_BRIEF_
Reproduce each line exactly.
# # # #
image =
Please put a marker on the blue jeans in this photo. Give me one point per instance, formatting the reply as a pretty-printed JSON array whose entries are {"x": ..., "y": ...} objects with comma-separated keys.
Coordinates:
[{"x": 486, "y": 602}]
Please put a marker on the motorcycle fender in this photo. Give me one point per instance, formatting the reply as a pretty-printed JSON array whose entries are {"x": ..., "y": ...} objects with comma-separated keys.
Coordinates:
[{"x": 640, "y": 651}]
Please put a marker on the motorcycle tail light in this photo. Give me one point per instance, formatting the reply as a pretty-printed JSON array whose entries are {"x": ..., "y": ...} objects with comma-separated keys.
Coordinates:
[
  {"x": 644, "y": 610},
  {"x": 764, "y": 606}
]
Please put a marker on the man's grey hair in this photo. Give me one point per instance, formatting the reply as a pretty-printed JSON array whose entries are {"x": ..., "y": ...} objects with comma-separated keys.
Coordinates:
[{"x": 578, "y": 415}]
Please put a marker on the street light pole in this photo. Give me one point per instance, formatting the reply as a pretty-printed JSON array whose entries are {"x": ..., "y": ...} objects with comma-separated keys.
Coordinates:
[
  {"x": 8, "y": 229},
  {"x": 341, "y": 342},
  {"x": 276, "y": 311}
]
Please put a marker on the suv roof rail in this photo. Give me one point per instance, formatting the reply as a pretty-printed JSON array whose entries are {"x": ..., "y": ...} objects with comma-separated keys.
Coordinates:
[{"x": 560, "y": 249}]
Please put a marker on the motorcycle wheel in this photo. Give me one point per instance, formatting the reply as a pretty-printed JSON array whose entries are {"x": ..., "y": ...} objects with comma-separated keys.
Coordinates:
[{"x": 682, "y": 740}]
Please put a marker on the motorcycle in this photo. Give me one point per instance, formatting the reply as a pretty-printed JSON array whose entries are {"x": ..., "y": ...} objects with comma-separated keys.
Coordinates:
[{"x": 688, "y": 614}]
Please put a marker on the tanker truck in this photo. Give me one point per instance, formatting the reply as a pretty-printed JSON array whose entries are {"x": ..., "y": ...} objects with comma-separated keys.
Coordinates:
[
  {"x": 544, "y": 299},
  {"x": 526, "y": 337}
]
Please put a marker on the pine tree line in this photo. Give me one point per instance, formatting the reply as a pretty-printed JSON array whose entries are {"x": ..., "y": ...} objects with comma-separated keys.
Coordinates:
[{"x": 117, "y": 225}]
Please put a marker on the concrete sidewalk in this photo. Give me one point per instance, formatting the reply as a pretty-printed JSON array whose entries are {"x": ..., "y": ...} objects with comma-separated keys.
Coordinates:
# # # #
_RESULT_
image =
Please put a marker on the blue jeans in this photo. Give me one point per instance, formatting the reply as a pretty-printed JSON array whose entries are {"x": ..., "y": ...} objects with comma-separated keys.
Coordinates:
[{"x": 486, "y": 602}]
Please put a marker on the motorcycle fender in this photo. Give me one point per instance, formatting the reply as a pretty-printed JSON array whose entries are {"x": ..., "y": ...} objects with comma-separated keys.
Coordinates:
[{"x": 640, "y": 651}]
Please put a marker on the motorcycle tail light in this photo. Give me one point per instance, formatting the reply as a pretty-printed JSON array whose entries are {"x": ..., "y": ...} objects with comma-separated keys.
Coordinates:
[
  {"x": 644, "y": 610},
  {"x": 764, "y": 606}
]
Please put a marker on the man's grey hair in this photo. Give me one point per instance, formatting the reply as a pretty-printed JSON array whose entries are {"x": ..., "y": ...} objects with comma-separated keys.
Coordinates:
[{"x": 578, "y": 415}]
Please put a marker on the street light pole in this photo. Give me one point per instance, formatting the reply as a pretty-printed JSON array whose entries are {"x": ..., "y": ...} objects with comma-separated keys.
Coordinates:
[
  {"x": 8, "y": 229},
  {"x": 341, "y": 342},
  {"x": 276, "y": 311}
]
Please put a marker on the suv roof rail in this photo. Give me one point per instance, formatting the reply as a pretty-printed JSON array whose entries are {"x": ..., "y": ...} objects with comma-separated keys.
Coordinates:
[{"x": 560, "y": 249}]
Please put a marker on the motorcycle wheel in this photo. Give me one point per instance, formatting the reply as a pretty-printed JSON array whose entries are {"x": ..., "y": ...} objects with comma-separated keys.
Coordinates:
[{"x": 682, "y": 740}]
Please put a marker on the motorcycle in this photo. Give me one point per instance, formatting the reply as a pretty-printed JSON array whose entries are {"x": ..., "y": ...} objects with comma-separated keys.
Coordinates:
[{"x": 688, "y": 614}]
Please put a marker on the tanker truck in this photo. Give me one point per instance, formatting the reply as a pretty-printed JSON array whose entries are {"x": ..., "y": ...} objects with comma-separated keys.
Coordinates:
[
  {"x": 544, "y": 299},
  {"x": 526, "y": 337}
]
Please put a marker on the pine tree line in this photo. Give me one point per instance, formatting the reply as a pretty-printed JSON array whose entries are {"x": ..., "y": ...} objects with comma-separated keys.
Coordinates:
[{"x": 117, "y": 225}]
Please put a marker on the concrete sidewalk in this photo. Give me one point per instance, formatting the reply as a pretty-printed JSON array whose entries are {"x": ..., "y": ...} objects with comma-separated keys.
Coordinates:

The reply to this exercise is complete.